*Text*:
# Schenker Gaming-Notebook empfehlenswert?



## Trjklopz (15. Februar 2013)

Hallo zusammen,

ich habe eine Frage an Euch. Hat wer schonmal Erfahrung mit der Fa. Schenker gemacht bzw. dort schonmal ein Notebook bestellt? (mysn.de)
Ich möchte mir ein Gaming-Notebook für ca. 1500€ zusammenstellen und kannte die Fa. jedoch noch nicht.
Für den Preis komme ich Performance-technisch ans Limit. Da mir Alienware zu teuer ist, wäre Schenker eine gute Alternative?


----------



## Stahli (15. Februar 2013)

ja. habe schon eines bestellt und bin super zufrieden.


----------



## CRY_OF_FE4R (15. Februar 2013)

Jo, Schenker oder hawkforce. Wenn du ein leises Gerät willst, Für 1500 bekommst du ein Asus G75 mit 3D Vision Kit

Hat zwar "nur" ne 670MX und keine 680M, aber wenn mit der 670 in ein paar Jahren  nix mehr geht geht mit der 680 auch nicht mehr


----------



## Trjklopz (15. Februar 2013)

Ich hatte da eher die Radeon HD7970M im Sinn. Langfristig gesehen vermutlich die bessere Wahl...


----------



## Sarin (15. Februar 2013)

Schenke hat den Vorteil eines wirklich guten Services. Leider sind die Clevo-Barebones, die sie momentan verkaufen, meistens zu laut unter Last.
Ich hatte lange einen Schenker und war, bis auf die Lautstärke, ganz zufrieden. Aber wenn das Ding mal aufdrehte ... jipieeee... man darf nicht vergessen, dass die Tests die man so findet mit neuen Geräten entstehen. Lass das Ding mal zwei Jahre auf deinem Schreibtisch zuflusen.
Jetzt hab ich einen Asus G55 (660M) und bin noch zufriedener.  Wirklich sehr guter Laptop. (Der G75 ist der große Bruder. Die neuen haben Thunderbolt an Board, nur so als Tip.)

*Angezeigte Einträge*:
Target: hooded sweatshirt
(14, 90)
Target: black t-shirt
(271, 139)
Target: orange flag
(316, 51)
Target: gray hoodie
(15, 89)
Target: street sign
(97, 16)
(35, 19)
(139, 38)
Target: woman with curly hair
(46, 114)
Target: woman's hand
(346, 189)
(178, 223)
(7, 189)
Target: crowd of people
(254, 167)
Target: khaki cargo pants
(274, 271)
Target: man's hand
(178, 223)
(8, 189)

*Zu erledigen*: Schreiben Sie aus dem Forumsthread den Abschnitt von „Jetzt hab ich“ bis einschließlich „so als Tip.)“ wortgetreu ab. Die Einträge spielen dabei keine Rolle.

*Ergebnis*:
Jetzt hab ich einen Asus G55 (660M) und bin noch zufriedener.  Wirklich sehr guter Laptop. (Der G75 ist der große Bruder. Die neuen haben Thunderbolt an Board, nur so als Tip.)